- 本文 -
--*--

伊達赤十字病院が6月で分娩停止 無期限、医師確保難しく 豊浦など1市3町カバー

継続的な人員確保が難しいなどの理由で出産対応を休止する伊達赤十字病院の産婦人科

【伊達】伊達赤十字病院(武智茂院長)は、産婦人科医の継続的な確保が難しくなる可能性があるため、7月から同科の出産対応を無期限で休止することを決めた。伊達市、豊浦町、洞爺湖町、壮瞥町の1市3町のエリアで、出産対応を行っているのは伊達赤十字病院だけ。身近な医療機関での出産ができなくなることについて、住民からは不安の声も出ている。

伊達赤十字病院の産婦人科は1940年に開設。現在は常勤医2人体制で年100~160件ほどの出産に対応してきた。ただ、伊達市内では20年前と比べ、4割ほど出生数が減少している。

--*--

- 問題文 -
次の(a)〜(c)は本文の内容と合っていますか。それぞれ「はい」か「いいえ」で答え、判断の決め手となる本文の語句をそのまま引用してください。
(a) 伊達赤十字病院は7月から産婦人科の出産対応を休止する。
(b) 同病院の産婦人科は常勤医3人体制で出産に対応してきた。
(c) 伊達市内の出生数は20年前と比べて増えている。

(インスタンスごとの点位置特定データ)
--*--

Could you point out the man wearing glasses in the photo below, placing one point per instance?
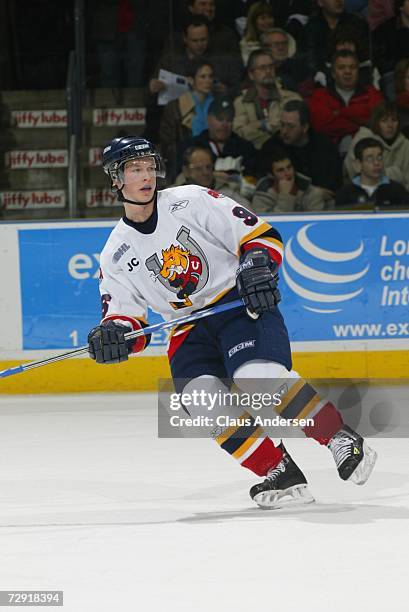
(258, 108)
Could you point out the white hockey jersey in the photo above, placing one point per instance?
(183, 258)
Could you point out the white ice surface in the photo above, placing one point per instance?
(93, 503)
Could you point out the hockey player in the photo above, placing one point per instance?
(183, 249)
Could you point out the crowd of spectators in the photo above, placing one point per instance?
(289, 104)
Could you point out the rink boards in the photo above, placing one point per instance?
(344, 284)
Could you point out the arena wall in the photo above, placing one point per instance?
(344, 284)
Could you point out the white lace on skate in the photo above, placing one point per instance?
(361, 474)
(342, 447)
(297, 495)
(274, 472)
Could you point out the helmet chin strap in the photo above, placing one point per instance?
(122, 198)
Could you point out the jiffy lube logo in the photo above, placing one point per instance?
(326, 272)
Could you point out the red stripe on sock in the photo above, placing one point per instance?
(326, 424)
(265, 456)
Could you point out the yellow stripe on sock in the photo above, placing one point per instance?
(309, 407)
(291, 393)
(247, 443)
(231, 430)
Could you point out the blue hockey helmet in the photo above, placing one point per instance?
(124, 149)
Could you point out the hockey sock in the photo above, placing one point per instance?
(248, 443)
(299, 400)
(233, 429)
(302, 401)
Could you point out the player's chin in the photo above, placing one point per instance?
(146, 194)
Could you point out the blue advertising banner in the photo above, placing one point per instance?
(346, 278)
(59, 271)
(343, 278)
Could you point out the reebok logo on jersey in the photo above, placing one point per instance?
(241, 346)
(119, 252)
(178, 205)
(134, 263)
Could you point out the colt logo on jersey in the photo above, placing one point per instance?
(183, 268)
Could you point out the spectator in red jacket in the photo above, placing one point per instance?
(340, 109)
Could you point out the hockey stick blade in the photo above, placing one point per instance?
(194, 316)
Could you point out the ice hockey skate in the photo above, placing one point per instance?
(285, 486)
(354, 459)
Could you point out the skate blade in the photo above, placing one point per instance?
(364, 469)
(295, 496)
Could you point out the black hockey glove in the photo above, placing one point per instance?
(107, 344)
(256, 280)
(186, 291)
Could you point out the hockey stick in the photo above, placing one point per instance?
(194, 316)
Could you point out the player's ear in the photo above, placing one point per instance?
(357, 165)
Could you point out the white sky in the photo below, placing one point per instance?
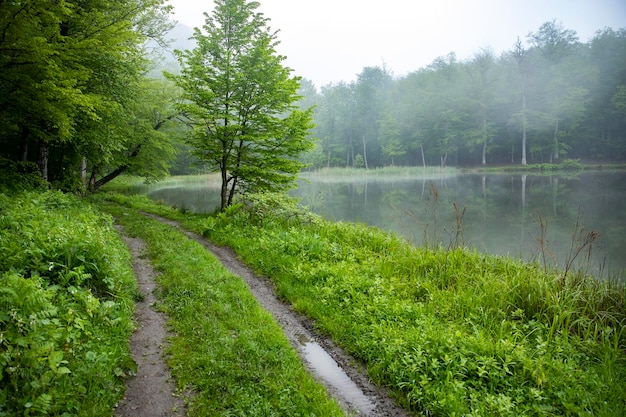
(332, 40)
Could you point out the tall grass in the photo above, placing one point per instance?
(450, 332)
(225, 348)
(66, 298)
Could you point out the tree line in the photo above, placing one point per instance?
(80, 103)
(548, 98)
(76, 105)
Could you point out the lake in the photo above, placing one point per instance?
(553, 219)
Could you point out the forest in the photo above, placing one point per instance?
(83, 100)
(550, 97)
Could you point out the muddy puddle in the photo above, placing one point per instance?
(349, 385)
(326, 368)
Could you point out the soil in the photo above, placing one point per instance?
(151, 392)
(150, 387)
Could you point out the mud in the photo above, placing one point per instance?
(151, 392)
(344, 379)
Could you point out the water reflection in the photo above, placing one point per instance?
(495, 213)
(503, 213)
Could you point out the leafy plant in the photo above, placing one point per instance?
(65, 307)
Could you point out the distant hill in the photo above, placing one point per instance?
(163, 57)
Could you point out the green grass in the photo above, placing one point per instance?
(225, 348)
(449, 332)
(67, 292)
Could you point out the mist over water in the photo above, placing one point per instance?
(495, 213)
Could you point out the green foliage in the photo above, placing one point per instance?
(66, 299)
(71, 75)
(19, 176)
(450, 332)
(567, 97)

--*--

- 解答例 -
(a) はい。「7月から同科の出産対応を無期限で休止することを決めた」
(b) いいえ。「現在は常勤医2人体制で」
(c) いいえ。「4割ほど出生数が減少している」